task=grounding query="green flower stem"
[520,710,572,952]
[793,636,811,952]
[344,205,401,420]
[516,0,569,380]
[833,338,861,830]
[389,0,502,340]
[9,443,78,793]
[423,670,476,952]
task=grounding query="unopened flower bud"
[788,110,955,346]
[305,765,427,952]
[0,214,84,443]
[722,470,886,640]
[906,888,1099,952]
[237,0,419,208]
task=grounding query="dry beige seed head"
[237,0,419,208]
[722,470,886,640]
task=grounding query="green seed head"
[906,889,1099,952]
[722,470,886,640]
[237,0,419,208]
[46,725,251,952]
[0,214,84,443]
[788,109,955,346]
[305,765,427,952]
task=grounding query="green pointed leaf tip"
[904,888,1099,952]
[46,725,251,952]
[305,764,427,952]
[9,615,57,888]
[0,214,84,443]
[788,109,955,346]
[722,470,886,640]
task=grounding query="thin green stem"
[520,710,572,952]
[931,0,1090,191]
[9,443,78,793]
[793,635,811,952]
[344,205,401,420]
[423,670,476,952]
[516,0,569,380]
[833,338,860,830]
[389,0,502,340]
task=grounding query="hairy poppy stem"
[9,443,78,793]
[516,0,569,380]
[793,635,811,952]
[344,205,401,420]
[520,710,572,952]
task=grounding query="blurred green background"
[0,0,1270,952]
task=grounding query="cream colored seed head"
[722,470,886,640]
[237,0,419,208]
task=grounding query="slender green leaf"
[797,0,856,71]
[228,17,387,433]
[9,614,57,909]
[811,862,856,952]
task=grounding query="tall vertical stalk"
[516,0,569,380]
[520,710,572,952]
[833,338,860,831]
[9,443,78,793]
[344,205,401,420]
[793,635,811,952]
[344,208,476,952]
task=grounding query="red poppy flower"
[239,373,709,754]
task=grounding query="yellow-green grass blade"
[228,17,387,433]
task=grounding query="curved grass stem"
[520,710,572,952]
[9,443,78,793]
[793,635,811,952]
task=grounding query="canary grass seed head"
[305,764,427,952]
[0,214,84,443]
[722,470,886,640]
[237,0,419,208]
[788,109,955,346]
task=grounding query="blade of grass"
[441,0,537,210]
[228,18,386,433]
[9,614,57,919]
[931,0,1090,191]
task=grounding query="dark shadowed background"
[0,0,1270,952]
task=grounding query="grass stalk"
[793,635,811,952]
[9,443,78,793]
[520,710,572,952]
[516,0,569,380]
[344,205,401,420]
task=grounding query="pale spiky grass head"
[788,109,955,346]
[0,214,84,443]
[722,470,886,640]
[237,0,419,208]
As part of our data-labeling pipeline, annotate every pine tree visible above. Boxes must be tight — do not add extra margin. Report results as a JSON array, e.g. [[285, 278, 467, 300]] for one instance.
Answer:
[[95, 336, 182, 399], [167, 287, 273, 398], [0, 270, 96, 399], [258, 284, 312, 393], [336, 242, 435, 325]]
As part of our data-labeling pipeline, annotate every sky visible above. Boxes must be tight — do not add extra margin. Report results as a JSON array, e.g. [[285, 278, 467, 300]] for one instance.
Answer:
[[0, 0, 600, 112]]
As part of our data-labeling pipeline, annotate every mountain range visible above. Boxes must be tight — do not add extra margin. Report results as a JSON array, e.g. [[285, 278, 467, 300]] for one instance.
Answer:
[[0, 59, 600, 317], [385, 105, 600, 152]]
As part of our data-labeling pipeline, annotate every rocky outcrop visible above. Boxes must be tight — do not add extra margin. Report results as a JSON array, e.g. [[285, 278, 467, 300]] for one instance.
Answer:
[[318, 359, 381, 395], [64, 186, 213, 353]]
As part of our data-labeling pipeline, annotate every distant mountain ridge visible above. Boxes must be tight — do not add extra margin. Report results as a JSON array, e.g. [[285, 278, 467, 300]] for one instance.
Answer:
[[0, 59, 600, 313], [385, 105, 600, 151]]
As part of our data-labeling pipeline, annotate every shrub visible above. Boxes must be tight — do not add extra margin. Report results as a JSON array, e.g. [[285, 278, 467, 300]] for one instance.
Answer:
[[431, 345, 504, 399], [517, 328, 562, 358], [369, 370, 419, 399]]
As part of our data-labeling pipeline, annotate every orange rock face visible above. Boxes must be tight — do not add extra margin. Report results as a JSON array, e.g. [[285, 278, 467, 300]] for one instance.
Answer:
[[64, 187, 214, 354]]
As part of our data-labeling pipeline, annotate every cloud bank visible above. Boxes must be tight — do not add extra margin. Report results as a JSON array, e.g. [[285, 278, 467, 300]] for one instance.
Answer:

GIVEN REQUEST —
Copy out all of the material above line for line, changing nothing.

THE REPLY —
task=grounding query="green flower stem"
[520,710,572,952]
[793,636,811,952]
[344,205,401,420]
[516,0,569,380]
[833,338,861,830]
[389,0,502,340]
[9,443,78,793]
[423,670,476,952]
task=grounding query="unopened flower bud"
[788,110,955,346]
[305,765,427,952]
[0,214,84,443]
[722,470,886,640]
[906,888,1099,952]
[237,0,419,208]
task=grounding query="dry beige seed head"
[237,0,419,208]
[722,470,886,640]
task=grounding query="green seed head"
[906,889,1099,952]
[722,470,886,640]
[237,0,419,208]
[46,725,251,952]
[0,214,84,443]
[788,109,955,346]
[305,765,427,952]
task=grounding query="green pointed leaf tip"
[904,888,1099,952]
[46,725,251,952]
[305,764,427,952]
[9,615,57,888]
[0,214,84,443]
[788,109,955,346]
[722,470,886,640]
task=grounding query="thin green stem"
[520,710,572,952]
[931,0,1090,191]
[9,443,78,793]
[793,635,811,952]
[344,205,401,420]
[423,670,476,952]
[516,0,569,380]
[833,338,860,830]
[389,0,502,340]
task=grounding query="hairy poppy stem"
[9,443,78,793]
[516,0,569,380]
[793,635,811,952]
[344,205,401,420]
[520,710,572,952]
task=grounding query="blurred green background"
[0,0,1270,952]
task=grounding query="cream colored seed head"
[722,470,886,640]
[237,0,419,208]
task=grounding query="slender green leaf"
[797,0,856,71]
[228,17,387,433]
[9,614,57,909]
[811,862,856,952]
task=grounding query="tall vertical stalk"
[516,0,569,380]
[520,710,572,952]
[833,338,860,831]
[9,443,78,793]
[344,205,401,420]
[793,635,811,952]
[344,208,476,952]
task=grounding query="red poppy flower"
[239,373,709,754]
task=grounding query="yellow-green grass blade"
[228,17,387,433]
task=grounding query="curved grass stem"
[520,710,572,952]
[9,443,78,793]
[793,635,811,952]
task=grounding query="canary grass seed head"
[305,764,427,952]
[0,214,84,443]
[722,470,886,640]
[237,0,419,208]
[788,109,955,346]
task=grounding query="blade of grass"
[441,0,537,210]
[228,18,386,433]
[9,614,57,919]
[931,0,1090,191]
task=grounding query="dark shadowed background"
[0,0,1270,952]
task=grounding query="grass stalk"
[793,635,811,952]
[9,443,78,793]
[520,710,572,952]
[516,0,569,380]
[344,205,401,420]
task=grounding query="pale spiky grass head"
[788,109,955,346]
[0,214,84,443]
[722,470,886,640]
[237,0,419,208]
As part of our data-labeling pipeline, annotate every pine tree visible above. Boxes must be tight — do not add extra margin. Report results as a JSON array, e.g. [[285, 278, 467, 300]] for one instance.
Answer:
[[95, 336, 182, 399], [167, 287, 273, 398], [0, 270, 96, 399], [258, 284, 312, 393], [336, 242, 435, 325]]
As part of our data-labeling pipeline, annotate every sky visible above. Boxes must be tight — do not add extra margin. Report results as a JSON array, e.g. [[285, 278, 467, 300]] for one instance.
Answer:
[[0, 0, 600, 112]]
As part of our data-labeling pipeline, annotate every mountain range visible above. Boxes must be tight — do not add extra margin. Report results as a JSON array, e.g. [[285, 278, 467, 300]] for one instance.
Answer:
[[0, 59, 600, 317], [385, 105, 600, 152]]
As part of our data-labeling pipeline, annotate every rocky outcrop visible above. Boxes must be tight — do not add extra margin. Report results as a JSON array, e.g. [[285, 278, 467, 300]] for one instance.
Answer:
[[318, 359, 381, 395], [64, 186, 213, 353]]
As part of our data-labeling pipeline, annotate every distant mountain ridge visible above. Boxes must be tight — do not add extra margin. Report results as a JSON array, e.g. [[285, 278, 467, 300]] for one instance.
Answer:
[[0, 59, 600, 313], [385, 105, 600, 151]]
As part of our data-labeling pipeline, annotate every shrub visible above. Boxes must be tight — do not add extra margin. Report results as a JSON array, e.g. [[285, 278, 467, 300]] for one instance.
Answer:
[[431, 345, 504, 399], [517, 328, 562, 358], [369, 370, 419, 399]]
As part of our data-labeling pipeline, annotate every orange rock face visible above. Boxes must be tight — do not add extra margin. Report results as a JSON array, e.g. [[285, 278, 467, 300]] for one instance.
Answer:
[[64, 187, 214, 354]]
As part of our data-labeling pipeline, annotate every cloud bank visible above. Boxes must be tight — do not add extra margin. Report results as a JSON array, e.g. [[285, 278, 467, 300]] for one instance.
Answer:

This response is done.